__The input__.
·····

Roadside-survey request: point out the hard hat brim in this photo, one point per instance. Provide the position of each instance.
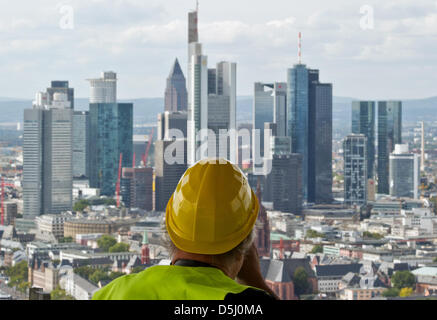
(210, 248)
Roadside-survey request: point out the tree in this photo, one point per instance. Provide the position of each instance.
(317, 249)
(59, 294)
(106, 242)
(18, 274)
(81, 205)
(406, 292)
(99, 275)
(391, 293)
(403, 279)
(300, 280)
(119, 247)
(84, 271)
(138, 269)
(115, 275)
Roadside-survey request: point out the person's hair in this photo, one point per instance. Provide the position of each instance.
(228, 257)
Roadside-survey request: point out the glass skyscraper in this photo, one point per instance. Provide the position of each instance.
(309, 105)
(363, 122)
(111, 132)
(389, 134)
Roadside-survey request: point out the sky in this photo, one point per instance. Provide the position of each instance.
(368, 49)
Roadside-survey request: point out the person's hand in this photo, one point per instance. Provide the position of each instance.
(250, 272)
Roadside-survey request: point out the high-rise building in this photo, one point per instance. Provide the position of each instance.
(176, 92)
(320, 143)
(404, 173)
(81, 143)
(286, 183)
(47, 154)
(60, 87)
(137, 188)
(355, 169)
(111, 131)
(10, 212)
(262, 113)
(310, 128)
(363, 122)
(205, 97)
(389, 134)
(167, 175)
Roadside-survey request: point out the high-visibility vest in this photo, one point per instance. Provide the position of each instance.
(171, 283)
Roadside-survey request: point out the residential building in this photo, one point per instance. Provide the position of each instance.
(363, 122)
(389, 134)
(355, 169)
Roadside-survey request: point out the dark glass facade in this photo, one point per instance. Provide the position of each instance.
(111, 127)
(363, 122)
(389, 134)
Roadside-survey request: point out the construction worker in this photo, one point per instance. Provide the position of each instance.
(209, 220)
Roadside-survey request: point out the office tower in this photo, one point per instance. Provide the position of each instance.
(355, 169)
(171, 120)
(81, 143)
(60, 87)
(137, 188)
(167, 173)
(309, 104)
(104, 89)
(176, 91)
(389, 134)
(47, 154)
(320, 143)
(404, 173)
(286, 183)
(363, 122)
(140, 143)
(111, 131)
(201, 93)
(262, 113)
(10, 212)
(422, 157)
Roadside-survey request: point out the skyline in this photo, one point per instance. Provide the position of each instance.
(140, 43)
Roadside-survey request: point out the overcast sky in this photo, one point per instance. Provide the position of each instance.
(139, 39)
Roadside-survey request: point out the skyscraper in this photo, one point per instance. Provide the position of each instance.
(111, 131)
(47, 153)
(137, 188)
(404, 173)
(310, 128)
(211, 108)
(176, 91)
(363, 122)
(81, 143)
(355, 169)
(262, 113)
(167, 175)
(389, 134)
(60, 87)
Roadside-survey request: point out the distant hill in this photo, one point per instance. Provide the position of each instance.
(146, 110)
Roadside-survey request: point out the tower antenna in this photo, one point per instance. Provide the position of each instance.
(300, 48)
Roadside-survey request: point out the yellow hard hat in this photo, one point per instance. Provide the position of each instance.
(213, 208)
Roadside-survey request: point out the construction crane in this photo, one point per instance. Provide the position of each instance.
(146, 155)
(117, 188)
(2, 196)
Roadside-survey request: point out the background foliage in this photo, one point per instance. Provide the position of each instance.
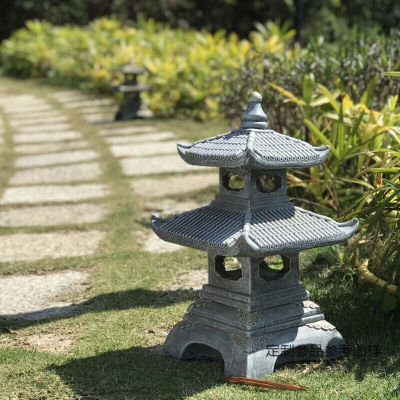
(331, 18)
(185, 66)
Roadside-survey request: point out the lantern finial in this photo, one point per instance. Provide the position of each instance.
(254, 117)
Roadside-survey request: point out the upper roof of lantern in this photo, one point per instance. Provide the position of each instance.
(253, 146)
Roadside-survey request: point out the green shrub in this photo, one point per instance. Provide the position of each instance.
(185, 66)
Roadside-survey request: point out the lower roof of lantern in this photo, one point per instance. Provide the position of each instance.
(254, 233)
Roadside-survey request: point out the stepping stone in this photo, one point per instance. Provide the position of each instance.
(36, 115)
(44, 128)
(97, 110)
(16, 123)
(169, 206)
(144, 149)
(18, 99)
(59, 174)
(50, 147)
(100, 117)
(66, 157)
(64, 96)
(36, 246)
(53, 193)
(68, 214)
(35, 297)
(173, 184)
(31, 108)
(90, 103)
(147, 137)
(127, 130)
(46, 137)
(155, 165)
(153, 244)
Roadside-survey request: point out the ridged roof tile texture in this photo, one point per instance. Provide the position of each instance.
(255, 149)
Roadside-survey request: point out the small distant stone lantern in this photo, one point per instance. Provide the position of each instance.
(253, 316)
(132, 106)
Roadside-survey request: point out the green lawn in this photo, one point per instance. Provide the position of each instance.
(129, 310)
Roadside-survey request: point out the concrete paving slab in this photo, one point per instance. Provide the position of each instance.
(144, 149)
(127, 130)
(80, 104)
(35, 296)
(53, 193)
(50, 147)
(66, 214)
(57, 174)
(155, 165)
(36, 246)
(170, 185)
(44, 128)
(46, 137)
(16, 123)
(65, 157)
(146, 137)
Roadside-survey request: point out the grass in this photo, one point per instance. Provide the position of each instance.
(130, 309)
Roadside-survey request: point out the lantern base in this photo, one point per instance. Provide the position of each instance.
(249, 354)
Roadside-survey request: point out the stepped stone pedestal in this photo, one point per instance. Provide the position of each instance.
(253, 313)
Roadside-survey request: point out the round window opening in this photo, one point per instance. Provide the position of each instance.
(269, 183)
(233, 182)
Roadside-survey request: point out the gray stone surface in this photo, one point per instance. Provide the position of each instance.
(36, 246)
(53, 193)
(98, 117)
(35, 297)
(67, 214)
(189, 280)
(27, 115)
(97, 110)
(57, 174)
(173, 184)
(153, 244)
(44, 128)
(50, 147)
(16, 123)
(143, 149)
(249, 313)
(138, 138)
(16, 111)
(169, 206)
(154, 165)
(55, 158)
(83, 104)
(66, 96)
(46, 137)
(126, 130)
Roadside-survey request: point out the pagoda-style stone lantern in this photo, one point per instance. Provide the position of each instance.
(253, 316)
(132, 106)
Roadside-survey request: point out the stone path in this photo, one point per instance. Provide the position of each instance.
(55, 192)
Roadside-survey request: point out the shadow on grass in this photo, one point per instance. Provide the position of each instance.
(372, 336)
(105, 302)
(136, 373)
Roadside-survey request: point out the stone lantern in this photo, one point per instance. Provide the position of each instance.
(132, 106)
(253, 316)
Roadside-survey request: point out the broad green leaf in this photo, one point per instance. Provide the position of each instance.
(320, 136)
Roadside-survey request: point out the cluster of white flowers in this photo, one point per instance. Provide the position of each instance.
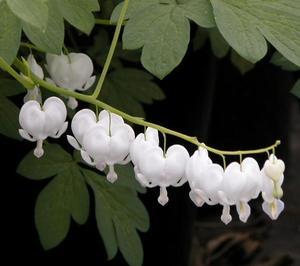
(72, 72)
(106, 140)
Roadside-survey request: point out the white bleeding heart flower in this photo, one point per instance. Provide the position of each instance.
(205, 178)
(73, 71)
(274, 168)
(36, 69)
(241, 183)
(271, 187)
(102, 143)
(141, 144)
(163, 170)
(39, 122)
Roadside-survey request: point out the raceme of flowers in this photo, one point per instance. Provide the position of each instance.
(105, 140)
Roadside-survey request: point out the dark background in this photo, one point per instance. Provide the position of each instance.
(210, 99)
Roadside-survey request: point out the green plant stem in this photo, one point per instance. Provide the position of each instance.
(111, 50)
(25, 81)
(136, 120)
(31, 46)
(106, 22)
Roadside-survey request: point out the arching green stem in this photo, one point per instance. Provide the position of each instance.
(136, 120)
(111, 50)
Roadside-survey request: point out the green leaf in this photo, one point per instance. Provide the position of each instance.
(10, 33)
(219, 46)
(240, 63)
(128, 88)
(33, 12)
(247, 24)
(54, 161)
(199, 11)
(279, 60)
(52, 38)
(65, 196)
(201, 35)
(129, 242)
(79, 13)
(10, 87)
(162, 30)
(105, 224)
(9, 118)
(296, 89)
(119, 213)
(79, 195)
(52, 216)
(134, 7)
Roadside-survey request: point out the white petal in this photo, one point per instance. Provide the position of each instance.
(226, 217)
(111, 175)
(58, 67)
(26, 136)
(73, 142)
(234, 182)
(34, 94)
(61, 131)
(243, 210)
(163, 196)
(110, 121)
(96, 143)
(274, 168)
(35, 67)
(152, 135)
(141, 179)
(195, 196)
(32, 119)
(175, 163)
(81, 69)
(273, 209)
(85, 156)
(82, 122)
(154, 156)
(72, 103)
(89, 83)
(39, 151)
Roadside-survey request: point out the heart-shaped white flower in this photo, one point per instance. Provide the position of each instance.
(163, 170)
(103, 142)
(271, 187)
(36, 69)
(39, 122)
(73, 72)
(205, 178)
(274, 168)
(241, 183)
(141, 144)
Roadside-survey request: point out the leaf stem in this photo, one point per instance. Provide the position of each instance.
(106, 22)
(25, 81)
(136, 120)
(111, 50)
(31, 46)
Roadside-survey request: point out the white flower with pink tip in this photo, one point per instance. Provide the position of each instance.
(73, 72)
(40, 122)
(103, 141)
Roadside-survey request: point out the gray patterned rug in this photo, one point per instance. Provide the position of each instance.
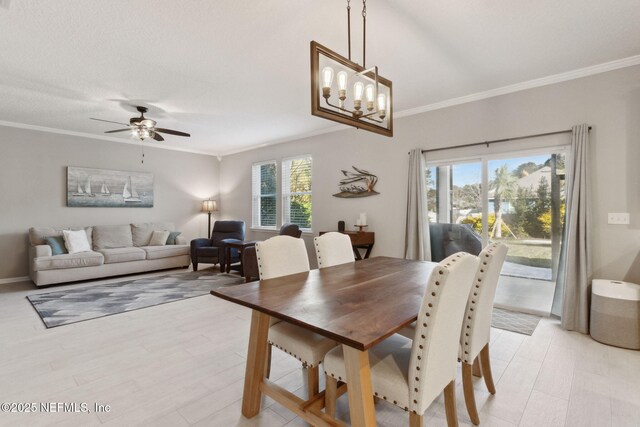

·····

__What is expected__. From the line containing "Roadside-survey request: point out the white flower" to the last line of the listing above, transcribe each line exactly, skipping the pictures.

__Reply to the exercise__.
Roadside-survey request: point out the white flower with pink tip in this photo, one point per instance. Provide the position of each instance.
(73, 72)
(40, 122)
(103, 141)
Roadside-survey request: point out the gray patterned rug in this photo, one point per instance. Provide the position of each instance.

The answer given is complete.